INFORMATION PROVIDED START

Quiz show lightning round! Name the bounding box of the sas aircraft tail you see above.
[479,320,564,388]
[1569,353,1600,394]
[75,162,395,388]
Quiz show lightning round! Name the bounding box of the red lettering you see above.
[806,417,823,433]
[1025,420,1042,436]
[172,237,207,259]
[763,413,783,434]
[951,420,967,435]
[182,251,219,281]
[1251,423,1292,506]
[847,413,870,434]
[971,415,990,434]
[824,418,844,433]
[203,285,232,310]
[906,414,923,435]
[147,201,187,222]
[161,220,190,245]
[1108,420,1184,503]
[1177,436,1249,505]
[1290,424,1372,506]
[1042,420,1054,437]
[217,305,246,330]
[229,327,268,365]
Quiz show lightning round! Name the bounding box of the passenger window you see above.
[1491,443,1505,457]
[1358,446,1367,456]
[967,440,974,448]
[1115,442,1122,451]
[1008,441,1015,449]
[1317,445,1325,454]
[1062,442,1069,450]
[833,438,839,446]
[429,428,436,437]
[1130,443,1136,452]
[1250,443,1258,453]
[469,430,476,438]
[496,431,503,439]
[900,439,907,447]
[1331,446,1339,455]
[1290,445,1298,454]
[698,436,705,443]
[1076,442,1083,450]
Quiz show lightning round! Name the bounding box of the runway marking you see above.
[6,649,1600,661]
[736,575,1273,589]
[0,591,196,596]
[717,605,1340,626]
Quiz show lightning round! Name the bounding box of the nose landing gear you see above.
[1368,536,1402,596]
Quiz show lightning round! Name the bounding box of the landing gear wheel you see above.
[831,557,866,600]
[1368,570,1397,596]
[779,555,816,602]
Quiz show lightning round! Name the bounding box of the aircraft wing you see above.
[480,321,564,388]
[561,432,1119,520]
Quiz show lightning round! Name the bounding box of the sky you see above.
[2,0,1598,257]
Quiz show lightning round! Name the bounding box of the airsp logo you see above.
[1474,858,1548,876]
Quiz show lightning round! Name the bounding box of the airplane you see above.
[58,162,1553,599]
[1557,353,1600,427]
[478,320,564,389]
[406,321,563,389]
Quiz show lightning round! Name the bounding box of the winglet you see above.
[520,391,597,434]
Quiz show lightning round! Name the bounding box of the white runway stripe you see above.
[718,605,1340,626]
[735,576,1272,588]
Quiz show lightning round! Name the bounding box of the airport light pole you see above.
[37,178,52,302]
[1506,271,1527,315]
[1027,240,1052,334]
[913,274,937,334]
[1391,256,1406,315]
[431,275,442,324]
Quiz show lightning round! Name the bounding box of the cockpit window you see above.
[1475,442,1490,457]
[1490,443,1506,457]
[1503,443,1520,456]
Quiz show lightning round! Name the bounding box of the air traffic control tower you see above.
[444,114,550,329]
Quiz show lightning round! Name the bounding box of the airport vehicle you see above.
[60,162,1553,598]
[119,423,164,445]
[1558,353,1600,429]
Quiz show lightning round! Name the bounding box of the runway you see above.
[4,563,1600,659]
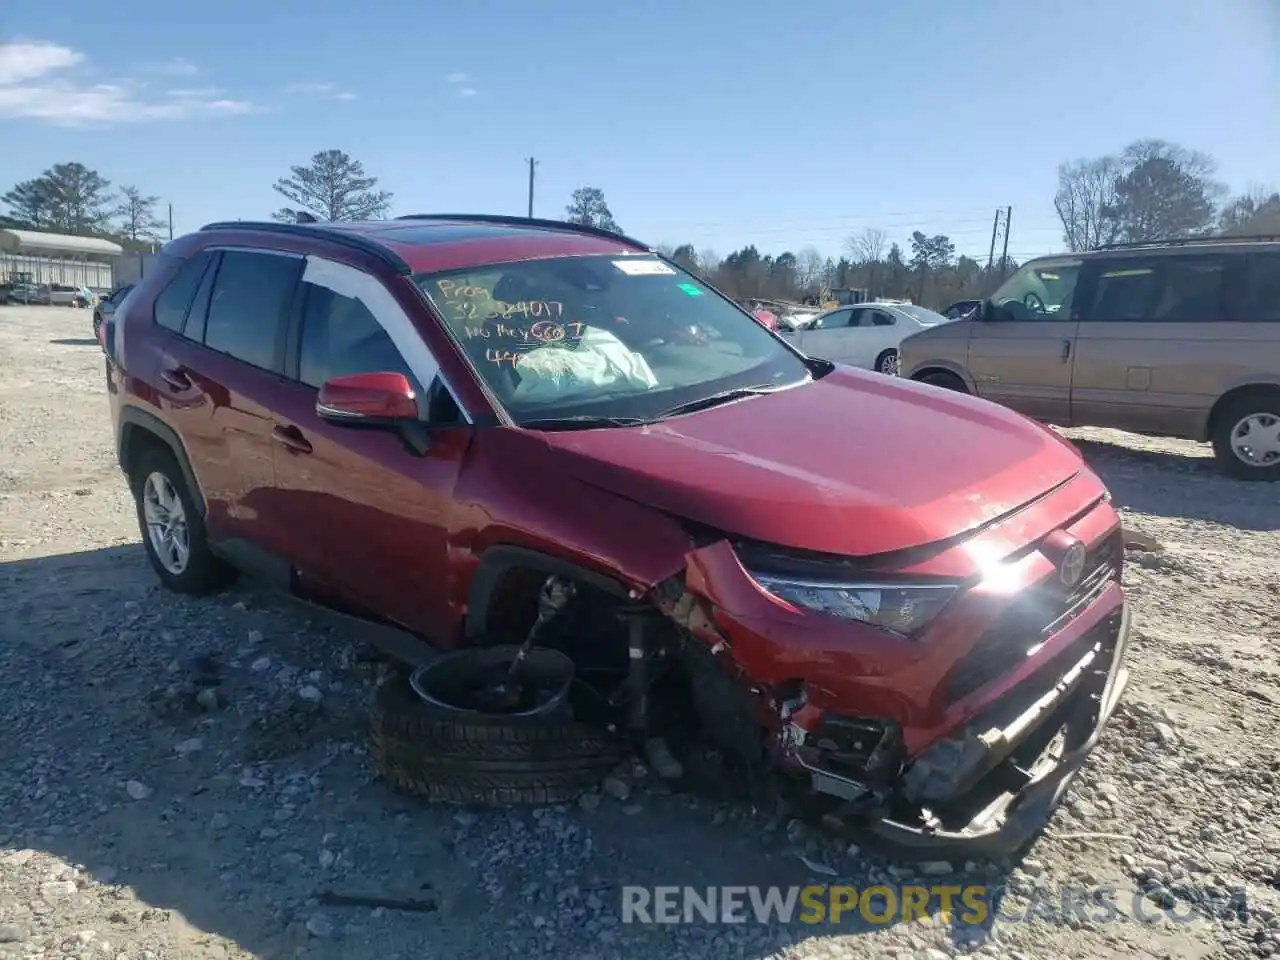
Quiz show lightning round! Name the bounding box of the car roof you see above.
[1024,235,1280,266]
[190,214,654,275]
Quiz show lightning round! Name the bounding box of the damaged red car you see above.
[103,213,1130,856]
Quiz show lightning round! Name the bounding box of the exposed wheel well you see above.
[463,549,770,781]
[464,545,632,645]
[1207,384,1280,441]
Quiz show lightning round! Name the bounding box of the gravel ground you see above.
[1,303,1278,960]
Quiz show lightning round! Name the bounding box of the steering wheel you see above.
[1023,292,1046,314]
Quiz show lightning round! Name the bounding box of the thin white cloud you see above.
[285,81,335,95]
[445,73,477,96]
[144,57,199,76]
[285,81,357,101]
[166,87,224,98]
[0,40,257,126]
[0,40,82,84]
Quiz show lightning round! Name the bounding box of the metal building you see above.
[0,228,123,291]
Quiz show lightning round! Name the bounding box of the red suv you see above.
[103,214,1130,855]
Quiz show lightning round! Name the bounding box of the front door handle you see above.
[160,367,192,390]
[1061,339,1072,362]
[272,424,313,455]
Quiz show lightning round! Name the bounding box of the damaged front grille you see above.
[943,529,1121,706]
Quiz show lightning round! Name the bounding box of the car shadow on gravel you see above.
[48,337,100,346]
[1,545,1016,958]
[1073,438,1280,532]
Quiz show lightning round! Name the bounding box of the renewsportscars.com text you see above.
[621,884,1247,927]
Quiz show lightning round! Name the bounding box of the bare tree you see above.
[271,149,392,222]
[1053,156,1123,252]
[114,185,166,242]
[1220,186,1280,235]
[1110,140,1225,242]
[796,246,826,290]
[846,228,887,264]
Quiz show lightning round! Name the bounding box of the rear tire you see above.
[130,446,235,593]
[370,671,627,806]
[1211,392,1280,481]
[874,349,899,376]
[918,371,968,393]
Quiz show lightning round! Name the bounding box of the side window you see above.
[297,281,423,395]
[153,252,213,332]
[871,310,895,326]
[847,309,870,327]
[203,251,301,370]
[1151,257,1225,322]
[814,308,852,330]
[184,253,220,344]
[1242,253,1280,322]
[1086,261,1160,321]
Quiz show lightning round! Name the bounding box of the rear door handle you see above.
[272,424,313,455]
[1061,339,1072,362]
[159,367,192,390]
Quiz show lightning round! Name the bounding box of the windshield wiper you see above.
[652,383,792,421]
[519,415,651,431]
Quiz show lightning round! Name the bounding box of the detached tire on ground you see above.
[369,672,628,806]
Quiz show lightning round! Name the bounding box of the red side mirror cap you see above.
[316,372,418,422]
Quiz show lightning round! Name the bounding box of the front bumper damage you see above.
[794,602,1131,859]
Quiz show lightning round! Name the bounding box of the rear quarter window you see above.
[1242,252,1280,322]
[154,252,214,332]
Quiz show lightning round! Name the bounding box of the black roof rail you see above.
[197,220,411,274]
[1095,234,1280,251]
[393,213,652,251]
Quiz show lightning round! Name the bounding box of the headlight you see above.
[750,574,957,637]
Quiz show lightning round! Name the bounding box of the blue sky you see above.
[2,0,1277,263]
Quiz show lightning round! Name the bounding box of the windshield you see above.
[415,254,812,424]
[990,259,1083,320]
[897,304,949,325]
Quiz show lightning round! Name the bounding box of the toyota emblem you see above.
[1059,541,1087,587]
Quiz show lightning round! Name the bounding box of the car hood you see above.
[536,367,1084,557]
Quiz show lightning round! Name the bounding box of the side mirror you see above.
[316,372,419,425]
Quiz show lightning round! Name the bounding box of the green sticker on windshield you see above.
[677,283,704,297]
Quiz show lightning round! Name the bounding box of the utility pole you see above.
[986,208,1002,272]
[167,204,173,241]
[525,158,538,218]
[999,205,1012,279]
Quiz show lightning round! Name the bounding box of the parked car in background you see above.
[34,283,93,307]
[776,310,821,332]
[783,301,952,375]
[93,284,134,342]
[900,236,1280,479]
[101,213,1129,853]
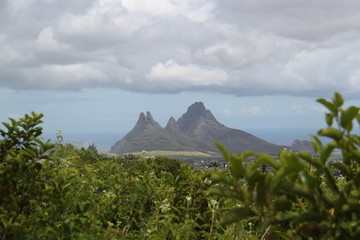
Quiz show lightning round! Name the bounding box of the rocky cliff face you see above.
[110,102,285,155]
[110,111,174,154]
[176,102,284,154]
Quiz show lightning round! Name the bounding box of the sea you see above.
[43,128,320,152]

INFORMATION PROVIDED END

**WHAT IS EXPECTED**
Every line from the one containing "Quiz show lightning round! Name the bounding box of the parked" through the last line of the listing must be written out again exactly, and no other line. Leave the pictures aside.

**TASK SOLUTION**
Quiz show lightning round! Name the bounding box of the parked car in background you see above.
[34,283,93,307]
[776,310,821,332]
[783,301,952,375]
[93,284,134,342]
[900,236,1280,479]
[101,213,1129,853]
Quiz show lightning round! Name the bounding box of the rocky cliff face you see above.
[110,102,285,155]
[110,111,174,154]
[176,102,284,154]
Quiz show lightning round! Name the bounding box of the sea you see above.
[43,128,320,152]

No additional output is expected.